§ **Yönergeler**:
(a) Ney üzerine yapılan söyleşide, çocukken radyoda eserleri dinlenen isimlerin hepsini sıralayın.
(b) Aşağıdaki ifadeler ney söyleşisiyle uyuşuyor mu? Her biri için evet ya da hayır deyin ve karar veren sözleri söyleşiden olduğu gibi alıntılayın.
(i) Çocukluk yıllarında köyde televizyon vardı.
(ii) Osman Yıldız Hoca, iki gün içinde elektrik borusundan bir ney yaptı.
(iii) Sonradan gelen ney, bir konserde Amasya müzesine hediye edildi.
(c) Ney söyleşisinin "Çocukluk ve gençlik" sözleriyle başlayıp "hikâyenizden bahsedebilir misiniz?" sözlerine kadar süren kısmını harfi harfine yeniden yazın.

═══ Metin Bölümü

Çocukluk ve gençlik yıllarınız Amasya’da geçti... Bizlere musiki eğiliminizin başladığı bu yıllardan ve ney’le tanışma hikâyenizden bahsedebilir misiniz?


Çocukluğumda elektrik ve televizyon yoktu bizim köyde. Dedemin radyosu vardı. Sabah namazından sonra ve özellikle ramazanlarda enstrümantal müzik çalınırdı. Aka Gündüz Kutlay, Niyazi Sayın, Necdet Yaşar, Ahmet Hatiboğlu, Ekrem Vural gibi isimlerden eserler dinlerdim. İlk ney sesini orada duydum. Dedeme neyin nasıl bir şey olduğunu sormuştum. O da bana kamıştan ney gibi üflemeli çalgılar yapardı. Adeta köyün kavalcısı olmuştum. Köylüler çağırıp çalmamı isterlerdi. Ben onlara çalardım. Herkesi kahkahaya boğardı benim yaptıklarım. Neyle ilk tanışmam şu an konservatuarda hoca olan Ramazan Kamiloğlu ile oldu. Hafızlık yaptığım kursu ziyarete geldiğinde onu ney üflerken gördüm. Benim merakımı görünce dört beş günlüğüne bana verdi kendi neyini. Radyodan dinlediğim neyi ilk kez orada görmüştüm, elime alıp üflemeye çalışmıştım. Dedemin, anne ve babamın teşviklerini unutmam mümkün değil. Onlar da hep destek verdiler bana. Amasya’da neyzen Osman Yıldız Hocamla tanıştırdılar, onun evine derse gittim. Hocam bendeki isteği görünce bana hemen iki günün içinde elektrik borusundan ney yaptı. Nerde ney yaptırıyorsun o zaman. Ney yapımcısı mı var? Tam iki yıl o boruyla üfledim ben. Sonra İstanbul’dan Amasya’ya halamın oğlu ve eniştem ney gönderdiler... Sonra ben o neyi bir konserimde Amasya müzesine hediye ettim, sergileniyor şu an. Müzelik olduk yani…

Ney’le olan muhabbetinizi bir defasında; “İlk defa bir sese âşık oldum, bu da ney sesiydi” sözleriyle ifade etmişsiniz...

══════
═══ Veri Listesi

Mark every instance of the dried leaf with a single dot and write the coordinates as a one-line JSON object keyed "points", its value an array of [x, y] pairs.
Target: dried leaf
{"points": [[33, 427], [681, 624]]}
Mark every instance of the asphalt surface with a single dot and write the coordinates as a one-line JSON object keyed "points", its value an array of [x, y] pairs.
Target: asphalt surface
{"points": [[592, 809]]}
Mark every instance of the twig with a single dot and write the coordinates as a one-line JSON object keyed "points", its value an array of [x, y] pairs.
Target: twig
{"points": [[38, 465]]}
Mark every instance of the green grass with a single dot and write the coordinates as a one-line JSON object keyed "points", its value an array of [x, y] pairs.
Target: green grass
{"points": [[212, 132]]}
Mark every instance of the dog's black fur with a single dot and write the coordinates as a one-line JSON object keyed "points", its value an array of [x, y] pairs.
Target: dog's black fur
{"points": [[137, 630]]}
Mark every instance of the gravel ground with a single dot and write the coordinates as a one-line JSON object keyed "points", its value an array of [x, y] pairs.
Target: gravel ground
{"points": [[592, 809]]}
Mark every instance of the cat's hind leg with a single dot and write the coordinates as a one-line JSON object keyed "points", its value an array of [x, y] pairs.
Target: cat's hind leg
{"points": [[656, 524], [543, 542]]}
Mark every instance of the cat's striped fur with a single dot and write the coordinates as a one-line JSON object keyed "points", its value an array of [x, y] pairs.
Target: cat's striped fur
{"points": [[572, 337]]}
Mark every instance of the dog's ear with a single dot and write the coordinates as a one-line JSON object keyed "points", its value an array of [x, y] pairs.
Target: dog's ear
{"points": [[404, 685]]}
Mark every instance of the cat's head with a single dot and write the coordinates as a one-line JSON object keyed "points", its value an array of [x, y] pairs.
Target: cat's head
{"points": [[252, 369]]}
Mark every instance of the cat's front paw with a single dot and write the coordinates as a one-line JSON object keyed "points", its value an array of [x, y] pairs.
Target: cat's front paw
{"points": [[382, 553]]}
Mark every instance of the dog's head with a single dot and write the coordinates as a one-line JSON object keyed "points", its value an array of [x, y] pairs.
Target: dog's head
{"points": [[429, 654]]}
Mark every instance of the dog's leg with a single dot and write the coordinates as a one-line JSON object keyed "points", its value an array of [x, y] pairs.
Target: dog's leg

══════

§ **Görevlere Göre Cevaplar**:
(a) Aka Gündüz Kutlay, Niyazi Sayın, Necdet Yaşar, Ahmet Hatiboğlu, Ekrem Vural

(b)
(i) Hayır: "Çocukluğumda elektrik ve televizyon yoktu bizim köyde."
(ii) Evet: "Hocam bendeki isteği görünce bana hemen iki günün içinde elektrik borusundan ney yaptı."
(iii) Evet: "Sonra ben o neyi bir konserimde Amasya müzesine hediye ettim, sergileniyor şu an."

(c)
Çocukluk ve gençlik yıllarınız Amasya’da geçti... Bizlere musiki eğiliminizin başladığı bu yıllardan ve ney’le tanışma hikâyenizden bahsedebilir misiniz?